Tuberculosis (TB) is an important infectious disease in many third world countries but was not considered to be a problem in the UK. A recent upsurge in the number of cases in the UK, partly due to immigration from countries where TB is endemic, has made it a growing concern for the healthcare service. TB infection can be diagnosed by the microbiology department by culturing the organism from patient sputum however this technique is tricky, time consuming and does not always work. Using a cellular assay called an ELISPOT the immunology laboratory can now play a leading role in TB diagnosis. In this test the blood cells are exposed to inactive fragments of TB. This activates the memory cells to secrete proteins that can be measured in the laboratory.
The ELISPOT test is an ‘in vitro’ assay, this means that it recreates an actual biological process in a controlled laboratory environment. In the case of TB diagnosis, we are aiming to recreate an immune response against the TB bacterium that would occur only in people that have a current infection or have had an infection in the past.
# # # # #
## Complete the following
1 - In the TB diagnosis passage, list the drawbacks it gives for diagnosing TB by culturing the organism from patient sputum.
2 - According to the TB diagnosis passage, why has TB become a growing concern for the UK healthcare service?
3 - From the TB diagnosis passage, write out everything from "The ELISPOT test" down to "in the past.", word for word.

## Extracted entries
# # # # #
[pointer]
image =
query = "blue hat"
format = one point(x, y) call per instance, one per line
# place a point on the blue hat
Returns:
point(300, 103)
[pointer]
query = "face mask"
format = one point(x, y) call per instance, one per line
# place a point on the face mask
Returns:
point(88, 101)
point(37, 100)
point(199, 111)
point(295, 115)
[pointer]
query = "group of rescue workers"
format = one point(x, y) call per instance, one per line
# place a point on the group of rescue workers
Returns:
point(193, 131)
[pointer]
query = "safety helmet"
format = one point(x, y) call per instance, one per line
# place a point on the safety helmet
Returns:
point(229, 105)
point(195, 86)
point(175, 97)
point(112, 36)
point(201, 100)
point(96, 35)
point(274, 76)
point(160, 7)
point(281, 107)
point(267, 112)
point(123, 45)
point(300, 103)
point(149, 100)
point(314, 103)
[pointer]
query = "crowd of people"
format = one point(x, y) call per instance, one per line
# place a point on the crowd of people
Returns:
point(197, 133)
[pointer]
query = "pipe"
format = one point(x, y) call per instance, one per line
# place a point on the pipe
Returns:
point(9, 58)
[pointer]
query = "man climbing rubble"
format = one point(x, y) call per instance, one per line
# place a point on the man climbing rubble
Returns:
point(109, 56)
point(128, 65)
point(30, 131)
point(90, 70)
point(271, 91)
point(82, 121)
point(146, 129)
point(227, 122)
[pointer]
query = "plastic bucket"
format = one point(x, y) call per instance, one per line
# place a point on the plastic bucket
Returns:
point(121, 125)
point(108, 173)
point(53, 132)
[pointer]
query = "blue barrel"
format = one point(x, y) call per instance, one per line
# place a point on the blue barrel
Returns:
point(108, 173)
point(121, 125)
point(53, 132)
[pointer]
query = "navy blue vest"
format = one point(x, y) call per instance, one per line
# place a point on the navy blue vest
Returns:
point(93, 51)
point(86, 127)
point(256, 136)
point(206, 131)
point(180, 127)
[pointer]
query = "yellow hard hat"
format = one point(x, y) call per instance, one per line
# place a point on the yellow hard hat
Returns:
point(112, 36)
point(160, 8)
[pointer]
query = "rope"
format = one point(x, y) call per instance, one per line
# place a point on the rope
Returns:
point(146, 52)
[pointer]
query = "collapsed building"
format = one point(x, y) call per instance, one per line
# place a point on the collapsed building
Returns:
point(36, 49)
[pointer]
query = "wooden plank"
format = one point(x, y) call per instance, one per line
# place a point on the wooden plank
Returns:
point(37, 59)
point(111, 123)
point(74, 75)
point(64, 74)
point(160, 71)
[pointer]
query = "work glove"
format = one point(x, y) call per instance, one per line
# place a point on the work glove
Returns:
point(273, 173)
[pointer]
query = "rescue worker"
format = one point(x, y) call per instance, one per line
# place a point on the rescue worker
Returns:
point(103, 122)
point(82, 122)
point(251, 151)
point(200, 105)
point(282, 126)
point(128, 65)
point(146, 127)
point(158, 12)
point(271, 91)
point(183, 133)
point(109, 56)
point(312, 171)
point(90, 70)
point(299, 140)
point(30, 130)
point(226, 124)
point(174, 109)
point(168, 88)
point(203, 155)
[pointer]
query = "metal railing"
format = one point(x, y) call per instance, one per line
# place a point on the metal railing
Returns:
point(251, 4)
# # # # #
## Exercise results
1 -
- It is tricky.
- It is time consuming.
- It does not always work.

2 - The number of TB cases in the UK has recently risen, partly because of immigration from countries where TB is endemic. That rise has made TB a growing concern for the healthcare service.

3 -
The ELISPOT test is an ‘in vitro’ assay, this means that it recreates an actual biological process in a controlled laboratory environment. In the case of TB diagnosis, we are aiming to recreate an immune response against the TB bacterium that would occur only in people that have a current infection or have had an infection in the past.